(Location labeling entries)
**********

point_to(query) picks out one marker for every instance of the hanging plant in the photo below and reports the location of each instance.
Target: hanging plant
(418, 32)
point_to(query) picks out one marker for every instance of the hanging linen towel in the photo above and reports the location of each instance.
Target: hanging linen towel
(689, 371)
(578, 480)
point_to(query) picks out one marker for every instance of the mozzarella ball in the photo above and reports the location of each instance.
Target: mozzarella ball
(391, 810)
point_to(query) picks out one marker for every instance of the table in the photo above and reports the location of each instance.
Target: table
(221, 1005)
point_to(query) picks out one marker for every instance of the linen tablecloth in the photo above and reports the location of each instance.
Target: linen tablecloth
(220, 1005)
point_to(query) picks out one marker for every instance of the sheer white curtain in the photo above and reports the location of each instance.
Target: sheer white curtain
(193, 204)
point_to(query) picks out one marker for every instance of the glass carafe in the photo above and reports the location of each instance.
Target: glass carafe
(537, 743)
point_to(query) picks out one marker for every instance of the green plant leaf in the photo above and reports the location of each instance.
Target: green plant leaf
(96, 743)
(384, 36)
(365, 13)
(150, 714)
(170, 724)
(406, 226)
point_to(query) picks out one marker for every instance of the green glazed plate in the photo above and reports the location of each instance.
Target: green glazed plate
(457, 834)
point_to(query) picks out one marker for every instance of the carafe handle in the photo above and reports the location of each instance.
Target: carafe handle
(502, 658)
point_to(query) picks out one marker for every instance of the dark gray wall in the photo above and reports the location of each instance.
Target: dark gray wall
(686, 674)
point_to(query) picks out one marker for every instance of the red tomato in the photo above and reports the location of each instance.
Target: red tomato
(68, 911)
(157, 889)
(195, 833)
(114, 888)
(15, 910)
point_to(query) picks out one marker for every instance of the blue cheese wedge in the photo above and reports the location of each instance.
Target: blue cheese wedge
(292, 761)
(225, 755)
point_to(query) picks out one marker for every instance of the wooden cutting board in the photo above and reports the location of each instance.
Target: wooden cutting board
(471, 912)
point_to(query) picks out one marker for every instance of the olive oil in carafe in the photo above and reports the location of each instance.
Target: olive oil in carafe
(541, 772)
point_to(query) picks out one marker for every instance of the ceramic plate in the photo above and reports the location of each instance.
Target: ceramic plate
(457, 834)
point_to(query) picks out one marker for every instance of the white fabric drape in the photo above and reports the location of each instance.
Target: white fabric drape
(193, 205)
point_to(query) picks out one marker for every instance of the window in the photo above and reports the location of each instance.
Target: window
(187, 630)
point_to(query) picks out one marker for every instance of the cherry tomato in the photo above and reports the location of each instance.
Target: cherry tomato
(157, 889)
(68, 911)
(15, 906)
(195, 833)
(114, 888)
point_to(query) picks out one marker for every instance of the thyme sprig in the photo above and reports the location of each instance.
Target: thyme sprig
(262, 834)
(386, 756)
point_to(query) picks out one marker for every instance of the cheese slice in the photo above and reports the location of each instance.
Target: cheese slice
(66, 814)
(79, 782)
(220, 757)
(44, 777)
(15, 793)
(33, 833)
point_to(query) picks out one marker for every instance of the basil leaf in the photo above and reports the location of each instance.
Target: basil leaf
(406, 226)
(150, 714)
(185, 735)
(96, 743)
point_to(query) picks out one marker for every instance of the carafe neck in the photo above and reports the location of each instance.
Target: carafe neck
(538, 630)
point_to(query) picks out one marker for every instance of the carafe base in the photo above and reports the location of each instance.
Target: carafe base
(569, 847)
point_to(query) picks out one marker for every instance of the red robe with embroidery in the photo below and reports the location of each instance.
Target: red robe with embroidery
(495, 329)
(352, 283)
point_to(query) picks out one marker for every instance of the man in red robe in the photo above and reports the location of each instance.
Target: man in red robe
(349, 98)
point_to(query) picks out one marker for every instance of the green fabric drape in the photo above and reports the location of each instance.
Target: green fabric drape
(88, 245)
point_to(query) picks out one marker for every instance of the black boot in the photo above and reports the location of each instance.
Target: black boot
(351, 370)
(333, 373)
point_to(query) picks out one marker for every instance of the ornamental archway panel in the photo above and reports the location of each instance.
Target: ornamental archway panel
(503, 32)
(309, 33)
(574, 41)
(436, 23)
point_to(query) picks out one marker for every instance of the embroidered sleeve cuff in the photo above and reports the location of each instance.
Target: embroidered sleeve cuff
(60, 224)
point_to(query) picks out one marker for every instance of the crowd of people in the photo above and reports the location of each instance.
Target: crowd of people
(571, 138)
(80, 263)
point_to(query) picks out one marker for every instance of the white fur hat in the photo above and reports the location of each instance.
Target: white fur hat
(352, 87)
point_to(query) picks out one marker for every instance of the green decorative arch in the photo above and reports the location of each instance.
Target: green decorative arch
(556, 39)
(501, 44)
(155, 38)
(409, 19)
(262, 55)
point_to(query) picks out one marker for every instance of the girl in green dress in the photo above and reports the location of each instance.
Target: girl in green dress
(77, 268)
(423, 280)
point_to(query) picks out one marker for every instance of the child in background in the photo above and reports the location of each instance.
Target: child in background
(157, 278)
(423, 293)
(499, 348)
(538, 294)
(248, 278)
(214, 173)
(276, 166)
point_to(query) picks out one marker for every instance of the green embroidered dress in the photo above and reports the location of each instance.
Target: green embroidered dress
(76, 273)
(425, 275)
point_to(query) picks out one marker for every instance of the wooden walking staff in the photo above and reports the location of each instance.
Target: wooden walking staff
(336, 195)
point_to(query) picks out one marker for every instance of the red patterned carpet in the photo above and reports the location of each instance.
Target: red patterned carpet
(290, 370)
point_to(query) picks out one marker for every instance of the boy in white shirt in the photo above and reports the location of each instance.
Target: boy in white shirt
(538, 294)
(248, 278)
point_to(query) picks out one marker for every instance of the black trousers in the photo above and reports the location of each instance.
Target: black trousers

**********

Work to be completed ▸ Reproduce all of the entries above verbatim, with no changes.

Result of the task ▸
point_to(query) picks out one marker for every instance of the hanging plant in the photo below and reports the location of each instance.
Target: hanging plant
(418, 32)
point_to(query) picks out one marker for every instance of the hanging linen towel in the photo above and reports the location of each instance.
Target: hanging linen towel
(689, 371)
(578, 480)
point_to(query) picks out one marker for every instance of the mozzarella ball in the photo above and reports the location of each instance.
Target: mozzarella ball
(391, 810)
point_to(query) picks out one marker for every instance of the table in the photo above and reports the location of each instance.
Target: table
(221, 1005)
point_to(query) picks out one marker for every instance of the linen tablecloth in the photo above and reports the location of each instance.
Target: linen tablecloth
(220, 1005)
point_to(query) picks out one marker for every instance of the sheer white curtain in the photo above and reports the location of each instance.
Target: sheer white curtain
(193, 204)
point_to(query) picks out one marker for every instance of the glass carafe in the photo above and reports the location of each instance.
Target: glass carafe
(537, 743)
point_to(query) picks out one marker for every instance of the green plant leaf in the photo above and reports the location of each instance.
Target: green plant leaf
(96, 743)
(384, 36)
(365, 13)
(150, 714)
(170, 724)
(406, 226)
point_to(query) picks out one marker for every instance of the green glazed plate in the photo above and reports the location of each instance.
Target: green glazed plate
(457, 834)
point_to(query) picks out one marker for every instance of the carafe handle in the photo above and reports the location of each instance.
Target: carafe handle
(502, 658)
point_to(query) picks out one marker for every instance of the dark gray wall in the photo above and reports the location of each instance.
Target: dark gray wall
(686, 674)
point_to(query) picks out one marker for every instance of the red tomato in the photo above and reports the location of each instance.
Target: red tomato
(68, 911)
(157, 889)
(195, 833)
(114, 888)
(15, 910)
point_to(query) picks out one marker for every instance of the blue cheese wedge in the photo above and reports the location of each instance.
Target: blue cheese wedge
(292, 761)
(225, 755)
point_to(query) picks out one marker for every instance of the wooden cutting board in the photo above and reports the location of each instance.
Target: wooden cutting board
(471, 912)
point_to(query) picks out one marker for every instance of the olive oil in carafe in the photo above and reports the location of each instance.
Target: olive oil in carafe
(541, 772)
point_to(query) picks out one marker for every instance of the ceramic plate in the photo above and reports the location of each instance.
Target: ceramic plate
(457, 834)
point_to(query) picks out one marker for every instance of the white fabric drape in the photo above and reports the location of each instance.
Target: white fabric drape
(193, 205)
point_to(query) picks out one marker for every instance of the window in the photo above and reports the location of each instance.
Target: window
(187, 630)
point_to(query) picks out one marker for every instance of the cherry tomato in the photo above and reports the location of each instance.
Target: cherry tomato
(157, 889)
(68, 911)
(15, 906)
(195, 833)
(114, 888)
point_to(query) picks out one marker for every instance of the thyme sprig in the photo above and reports the location of each instance.
Target: thyme sprig
(262, 834)
(386, 756)
point_to(query) picks out one marker for every instance of the cheese slice in the photo above and reports the location of each instance.
Target: cheese slice
(66, 814)
(79, 782)
(220, 757)
(44, 777)
(15, 793)
(33, 833)
point_to(query) picks out one marker for every instance of the basil leaf in the photo above and reports the location of each instance.
Target: basil leaf
(406, 226)
(150, 714)
(185, 735)
(96, 743)
point_to(query) picks out one marker for every instance of the carafe neck in the photo above and reports the location of each instance.
Target: carafe neck
(538, 630)
point_to(query) picks out one marker for every instance of the carafe base in the photo above and reports the location of each instance.
Target: carafe base
(569, 847)
point_to(query) picks out one marker for every instance of the red robe with embroidery in the photo below and reports the location of each instance.
Target: red robe with embroidery
(495, 329)
(352, 283)
point_to(query) picks out one marker for every instance of the man in red robe in the photo above and reports the location of each instance.
Target: man in red robe
(349, 98)
point_to(query) picks out one marker for every instance of the green fabric drape in the photo above and reports the location of each instance.
Target: green fabric drape
(88, 245)
point_to(query) picks out one marker for every instance of the black boot in the photo above and reports the location of each instance.
Target: black boot
(351, 370)
(333, 373)
point_to(query) picks out one marker for every instance of the ornamental archway panel in the photo above and reports the location of each instance.
Target: ornamental archway panel
(503, 32)
(309, 33)
(574, 41)
(436, 23)
point_to(query) picks out one marker for every instance of the embroidered sleeve cuff in the photo above and reports the location of each instance.
Target: embroidered sleeve cuff
(60, 224)
point_to(query) picks out one marker for every instance of the crowd of people in the photo above and reports the location of each instance.
Target: crowd of people
(571, 138)
(80, 263)
point_to(query) picks out one marker for every instance of the white fur hat in the photo above and reports the location of each instance.
Target: white fur hat
(352, 87)
point_to(query) picks out one marker for every instance of the green decorative arch in the photo above and reports the location of each instance.
Target: green decorative arch
(556, 39)
(501, 44)
(155, 38)
(409, 19)
(262, 55)
point_to(query) picks out one marker for every instance of the girl in green dress in the photo above and reports the location of each instance.
Target: girl in green dress
(77, 268)
(423, 280)
point_to(query) picks out one marker for every instance of the child in background in the photo above and reports the location of each instance.
Target: child in background
(157, 278)
(423, 293)
(499, 348)
(538, 294)
(248, 278)
(214, 173)
(276, 166)
point_to(query) picks out one marker for every instance of the green embroidered dress in the photo above and reports the location of each instance.
Target: green embroidered dress
(76, 273)
(425, 275)
point_to(query) picks out one marker for every instance of the wooden walking staff in the photo above and reports the location of each instance.
Target: wooden walking staff
(336, 195)
point_to(query) picks out one marker for every instance of the red patterned carpet in the photo above and reports the location of each instance.
Target: red patterned carpet
(290, 370)
point_to(query) picks out one marker for every instance of the boy in white shirt in the photo above and reports the location of each instance.
Target: boy in white shirt
(538, 294)
(248, 278)
point_to(query) picks out one marker for every instance of the black trousers in the photo above and reports the location of each instance.
Target: black trousers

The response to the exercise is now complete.